EXERCISE PROMPT: Output every line of the listing below as a Markdown table with two columns, "No." for the row number and "Entry" for the line itself. Leave out any blank lines.

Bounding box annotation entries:
▽
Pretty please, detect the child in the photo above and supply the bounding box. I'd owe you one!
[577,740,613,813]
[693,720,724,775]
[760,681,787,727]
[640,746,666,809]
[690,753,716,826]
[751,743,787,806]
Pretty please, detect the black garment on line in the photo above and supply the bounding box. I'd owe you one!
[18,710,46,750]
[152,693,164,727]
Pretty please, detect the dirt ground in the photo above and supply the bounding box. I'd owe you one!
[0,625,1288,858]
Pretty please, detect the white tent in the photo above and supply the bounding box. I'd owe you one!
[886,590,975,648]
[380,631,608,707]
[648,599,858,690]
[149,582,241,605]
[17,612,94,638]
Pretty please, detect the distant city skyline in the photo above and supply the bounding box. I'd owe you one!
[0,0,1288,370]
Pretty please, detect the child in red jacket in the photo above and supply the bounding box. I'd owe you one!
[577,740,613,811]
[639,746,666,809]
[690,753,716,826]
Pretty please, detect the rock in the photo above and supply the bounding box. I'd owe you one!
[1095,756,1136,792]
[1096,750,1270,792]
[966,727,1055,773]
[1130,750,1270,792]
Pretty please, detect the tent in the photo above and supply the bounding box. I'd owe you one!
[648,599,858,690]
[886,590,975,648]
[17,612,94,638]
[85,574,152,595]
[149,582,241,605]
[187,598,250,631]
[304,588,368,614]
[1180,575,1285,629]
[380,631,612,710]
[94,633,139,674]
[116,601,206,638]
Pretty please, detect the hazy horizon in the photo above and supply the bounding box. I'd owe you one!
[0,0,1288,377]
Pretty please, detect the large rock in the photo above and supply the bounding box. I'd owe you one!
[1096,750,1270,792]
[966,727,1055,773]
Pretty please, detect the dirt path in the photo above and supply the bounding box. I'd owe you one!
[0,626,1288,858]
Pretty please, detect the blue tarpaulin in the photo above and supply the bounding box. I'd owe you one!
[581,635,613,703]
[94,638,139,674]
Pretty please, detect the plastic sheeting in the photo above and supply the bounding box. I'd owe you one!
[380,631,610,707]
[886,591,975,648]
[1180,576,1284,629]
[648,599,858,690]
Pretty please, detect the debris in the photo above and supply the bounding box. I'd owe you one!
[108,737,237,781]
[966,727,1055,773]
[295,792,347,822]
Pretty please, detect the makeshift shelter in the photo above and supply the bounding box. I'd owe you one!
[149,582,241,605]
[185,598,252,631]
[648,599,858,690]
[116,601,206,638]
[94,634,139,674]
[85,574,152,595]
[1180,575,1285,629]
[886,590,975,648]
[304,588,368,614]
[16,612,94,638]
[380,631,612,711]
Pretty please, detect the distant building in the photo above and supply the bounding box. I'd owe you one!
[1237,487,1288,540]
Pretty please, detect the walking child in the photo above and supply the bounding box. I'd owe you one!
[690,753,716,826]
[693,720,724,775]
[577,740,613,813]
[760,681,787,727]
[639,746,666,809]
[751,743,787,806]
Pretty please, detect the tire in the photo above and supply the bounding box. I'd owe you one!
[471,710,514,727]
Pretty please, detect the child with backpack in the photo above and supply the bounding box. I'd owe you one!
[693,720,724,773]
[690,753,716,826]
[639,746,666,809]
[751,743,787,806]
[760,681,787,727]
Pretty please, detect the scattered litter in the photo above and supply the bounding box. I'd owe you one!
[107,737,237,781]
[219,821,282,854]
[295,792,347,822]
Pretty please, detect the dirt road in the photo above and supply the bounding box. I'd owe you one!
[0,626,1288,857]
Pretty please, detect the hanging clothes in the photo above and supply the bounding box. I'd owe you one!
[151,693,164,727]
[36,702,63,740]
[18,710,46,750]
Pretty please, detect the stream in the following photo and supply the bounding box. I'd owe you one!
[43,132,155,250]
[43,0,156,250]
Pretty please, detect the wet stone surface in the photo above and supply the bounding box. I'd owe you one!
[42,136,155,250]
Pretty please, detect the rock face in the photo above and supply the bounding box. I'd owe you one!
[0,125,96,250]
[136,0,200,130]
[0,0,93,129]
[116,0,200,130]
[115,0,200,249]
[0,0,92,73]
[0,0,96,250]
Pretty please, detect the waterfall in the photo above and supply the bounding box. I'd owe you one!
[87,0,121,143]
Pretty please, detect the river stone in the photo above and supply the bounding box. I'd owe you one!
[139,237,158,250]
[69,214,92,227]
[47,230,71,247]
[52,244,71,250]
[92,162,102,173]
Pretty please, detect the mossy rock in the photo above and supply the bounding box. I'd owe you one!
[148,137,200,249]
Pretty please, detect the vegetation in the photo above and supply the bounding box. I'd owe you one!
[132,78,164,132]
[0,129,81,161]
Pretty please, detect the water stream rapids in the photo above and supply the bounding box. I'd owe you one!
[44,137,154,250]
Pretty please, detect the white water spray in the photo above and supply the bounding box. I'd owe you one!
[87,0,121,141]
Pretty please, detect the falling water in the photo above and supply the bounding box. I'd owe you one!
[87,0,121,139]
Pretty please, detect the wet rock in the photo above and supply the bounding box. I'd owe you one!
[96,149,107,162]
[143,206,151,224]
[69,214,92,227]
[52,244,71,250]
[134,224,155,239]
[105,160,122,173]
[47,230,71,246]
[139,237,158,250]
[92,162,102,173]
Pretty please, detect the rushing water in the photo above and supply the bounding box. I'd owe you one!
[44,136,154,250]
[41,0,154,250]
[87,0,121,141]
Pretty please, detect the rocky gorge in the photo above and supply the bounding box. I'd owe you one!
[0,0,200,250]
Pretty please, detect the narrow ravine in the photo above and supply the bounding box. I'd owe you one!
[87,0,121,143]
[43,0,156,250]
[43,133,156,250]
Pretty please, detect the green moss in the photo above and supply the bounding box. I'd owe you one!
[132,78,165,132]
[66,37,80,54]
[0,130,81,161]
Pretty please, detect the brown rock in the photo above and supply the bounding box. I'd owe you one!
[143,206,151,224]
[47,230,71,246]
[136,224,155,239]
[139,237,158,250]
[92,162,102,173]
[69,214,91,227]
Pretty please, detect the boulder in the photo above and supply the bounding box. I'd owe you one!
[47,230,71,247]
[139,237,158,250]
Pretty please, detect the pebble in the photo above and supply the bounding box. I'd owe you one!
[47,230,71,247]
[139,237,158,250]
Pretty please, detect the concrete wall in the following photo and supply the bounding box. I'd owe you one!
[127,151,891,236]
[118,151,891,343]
△
WRITTEN SOLUTION:
| No. | Entry |
|---|---|
| 1 | Pretty please, detect the child in the photo above and supply the bounding box. I'd owe you one! |
| 2 | [577,740,613,813] |
| 3 | [693,720,724,775] |
| 4 | [760,681,787,727] |
| 5 | [640,746,666,809] |
| 6 | [690,753,716,826] |
| 7 | [751,743,787,806] |
| 8 | Pretty please, detect the black garment on line in the photo above and supply the bounding box. I'd owe you one! |
| 9 | [18,710,46,750] |
| 10 | [152,693,164,727] |
| 11 | Pretty please, detect the dirt ground in the photo above and supply the bounding box. I'd owe you one! |
| 12 | [0,625,1288,858] |
| 13 | Pretty please, detect the white tent in the photo above and supply the bounding box. I'd owe you one! |
| 14 | [886,590,975,648] |
| 15 | [380,631,608,707] |
| 16 | [648,599,858,690] |
| 17 | [149,582,241,605] |
| 18 | [17,612,94,638] |
| 19 | Pretty please, detect the distant city skyline in the photo above and supply the bounding box. I'd owe you one! |
| 20 | [0,0,1288,370] |
| 21 | Pretty please, detect the child in red jacket in the photo above and supply the bounding box. I'd owe you one! |
| 22 | [577,740,613,811] |
| 23 | [639,746,666,809] |
| 24 | [690,753,716,826] |
| 25 | Pretty please, detect the rock in the photo above and supply the bounding box. I'd owe you one! |
| 26 | [1095,756,1136,792] |
| 27 | [1096,750,1270,792] |
| 28 | [966,727,1055,773] |
| 29 | [1130,750,1270,792] |
| 30 | Pretty please, detect the tent in the photo above and supply the bounding box. I'd owe you one! |
| 31 | [648,599,858,690] |
| 32 | [886,590,975,648] |
| 33 | [17,612,94,638] |
| 34 | [85,574,152,595] |
| 35 | [149,582,241,605] |
| 36 | [187,598,250,631] |
| 37 | [304,588,368,614] |
| 38 | [1180,575,1285,629] |
| 39 | [380,631,612,710] |
| 40 | [94,633,139,674] |
| 41 | [116,601,206,638] |
| 42 | Pretty please, detect the hazy horizon in the photo above and supply the bounding box. I'd owe you one! |
| 43 | [0,0,1288,377] |
| 44 | Pretty please, detect the large rock in the photo above and supply the bounding box. I'd owe you one! |
| 45 | [1096,750,1270,792] |
| 46 | [966,727,1055,773] |
| 47 | Pretty please, detect the dirt path in the photo above and supply the bounding box. I'd owe you one! |
| 48 | [0,626,1288,858] |
| 49 | Pretty please, detect the blue tarpaulin in the photo above and supply the bounding box. I'd owe you one! |
| 50 | [581,635,613,703] |
| 51 | [94,638,139,674] |
| 52 | Pretty please, detect the plastic sheeting in the photo above and supply the bounding box. I'd owe you one! |
| 53 | [380,631,610,707] |
| 54 | [886,591,975,648] |
| 55 | [1180,576,1284,629] |
| 56 | [648,599,858,690] |
| 57 | Pretty please, detect the debris in the photo above and supply the bounding box. I'd owe you one! |
| 58 | [108,737,237,781] |
| 59 | [966,727,1055,773] |
| 60 | [295,792,347,822] |
| 61 | Pretty please, detect the makeshift shelter in the photo above and supply the bounding box. I'd owe you one! |
| 62 | [149,582,241,605] |
| 63 | [185,598,252,631] |
| 64 | [648,599,858,690] |
| 65 | [116,601,206,638] |
| 66 | [94,634,139,674] |
| 67 | [85,574,152,595] |
| 68 | [1180,575,1285,629] |
| 69 | [886,590,975,648] |
| 70 | [304,588,368,614] |
| 71 | [16,612,94,638] |
| 72 | [380,631,612,711] |
| 73 | Pretty please, detect the distant building in the photo above and supply the bounding box. I'd owe you one! |
| 74 | [1237,487,1288,540] |
| 75 | Pretty please, detect the walking child in the photo above and supply the bounding box. I'd owe you one! |
| 76 | [690,753,716,826] |
| 77 | [693,720,724,775] |
| 78 | [577,740,613,813] |
| 79 | [760,681,787,727] |
| 80 | [639,746,666,809] |
| 81 | [751,743,787,806] |
| 82 | Pretty please, detect the tire in the photo above and supply the bounding box. I'd owe you one! |
| 83 | [471,710,514,727] |
| 84 | Pretty please, detect the child with backpack in the photo above and supply the bounding box. I'd owe you one! |
| 85 | [693,720,724,773] |
| 86 | [690,753,716,826] |
| 87 | [639,746,666,809] |
| 88 | [751,743,787,806] |
| 89 | [760,681,787,727] |
| 90 | Pretty please, detect the scattered litter in the photo above and supply the bounding box. I'd owe you one! |
| 91 | [107,737,237,781] |
| 92 | [219,821,282,854] |
| 93 | [295,792,347,822] |
| 94 | Pretty please, detect the dirt road in the photo above and supply the bounding box. I'd owe you one! |
| 95 | [0,626,1288,857] |
| 96 | Pretty please, detect the hanging clothes in the photo above and supply the bounding box. I'd owe you one! |
| 97 | [151,693,164,727] |
| 98 | [36,702,63,740] |
| 99 | [18,710,46,750] |
| 100 | Pretty please, detect the stream in the following photo and supply the bounding box. I'd owe you one! |
| 101 | [43,132,155,250] |
| 102 | [43,0,156,250] |
| 103 | Pretty please, detect the wet stone surface in the photo above and supply the bounding box. I'd owe you one! |
| 104 | [42,136,155,250] |
| 105 | Pretty please, detect the rock face in the photo above and supply the bounding box. I'd owe you one! |
| 106 | [0,125,96,250] |
| 107 | [136,0,200,130] |
| 108 | [0,0,93,129] |
| 109 | [116,0,200,130] |
| 110 | [115,0,200,249] |
| 111 | [0,0,92,73] |
| 112 | [0,0,96,250] |
| 113 | Pretty please, detect the waterfall in the photo above and supply the bounding box. I'd owe you one! |
| 114 | [87,0,121,143] |
| 115 | Pretty please, detect the river stone in the photo above and supply the bounding box. I'd owe you one! |
| 116 | [139,237,158,250] |
| 117 | [69,214,92,227] |
| 118 | [47,230,71,247] |
| 119 | [52,244,71,250] |
| 120 | [92,162,102,173] |
| 121 | Pretty please, detect the mossy rock in the photo above and supply the bounding box. I'd owe you one! |
| 122 | [148,137,200,249] |
| 123 | Pretty please, detect the vegetation in the photo above and supply the bounding box. I'd owe you one! |
| 124 | [132,78,164,132] |
| 125 | [0,129,81,161] |
| 126 | Pretty please, detect the water stream rapids in the photo above and supply the bounding box. I'd owe you one! |
| 127 | [44,137,154,250] |
| 128 | Pretty please, detect the white water spray in the photo above and supply the bounding box. I'd owe you one! |
| 129 | [87,0,121,141] |
| 130 | Pretty please, detect the falling water in the photo above and supply the bounding box. I'd owe you one! |
| 131 | [87,0,121,139] |
| 132 | Pretty please, detect the wet rock in the photo above and supply the bounding box. I'd owe you one! |
| 133 | [96,149,107,162] |
| 134 | [143,206,151,224] |
| 135 | [69,214,92,227] |
| 136 | [52,244,71,250] |
| 137 | [134,224,155,239] |
| 138 | [105,160,122,173] |
| 139 | [47,230,71,246] |
| 140 | [139,237,158,250] |
| 141 | [92,162,102,173] |
| 142 | Pretty please, detect the rushing water in the photo above and supply the bounding box. I'd owe you one! |
| 143 | [44,136,154,250] |
| 144 | [41,0,154,250] |
| 145 | [87,0,121,141] |
| 146 | Pretty please, detect the rocky gorge in the photo above and supply the bounding box. I'd owe you one! |
| 147 | [0,0,200,250] |
| 148 | Pretty please, detect the narrow ravine in the photo above and supply the bounding box. I'd owe you one! |
| 149 | [87,0,121,143] |
| 150 | [43,0,156,250] |
| 151 | [43,133,156,250] |
| 152 | Pretty please, detect the green moss in the photo above and supply the bounding box. I'd owe you one! |
| 153 | [132,78,165,132] |
| 154 | [66,37,80,54] |
| 155 | [0,130,81,161] |
| 156 | Pretty please, detect the brown rock in the photo above and supply the bounding box. I'd owe you one! |
| 157 | [143,206,151,224] |
| 158 | [47,230,71,246] |
| 159 | [136,224,155,239] |
| 160 | [139,237,158,250] |
| 161 | [92,162,102,173] |
| 162 | [69,214,91,227] |
| 163 | Pretty please, detect the boulder in the photo above and supply the bounding box. I'd owe you one! |
| 164 | [47,230,71,247] |
| 165 | [139,237,158,250] |
| 166 | Pretty please, detect the pebble in the photo above and supply the bounding box. I'd owe you one! |
| 167 | [47,230,71,247] |
| 168 | [139,237,158,250] |
| 169 | Pretty please, detect the concrete wall in the following photo and supply the bounding box. I'd owe you one! |
| 170 | [127,151,891,236] |
| 171 | [118,151,891,343] |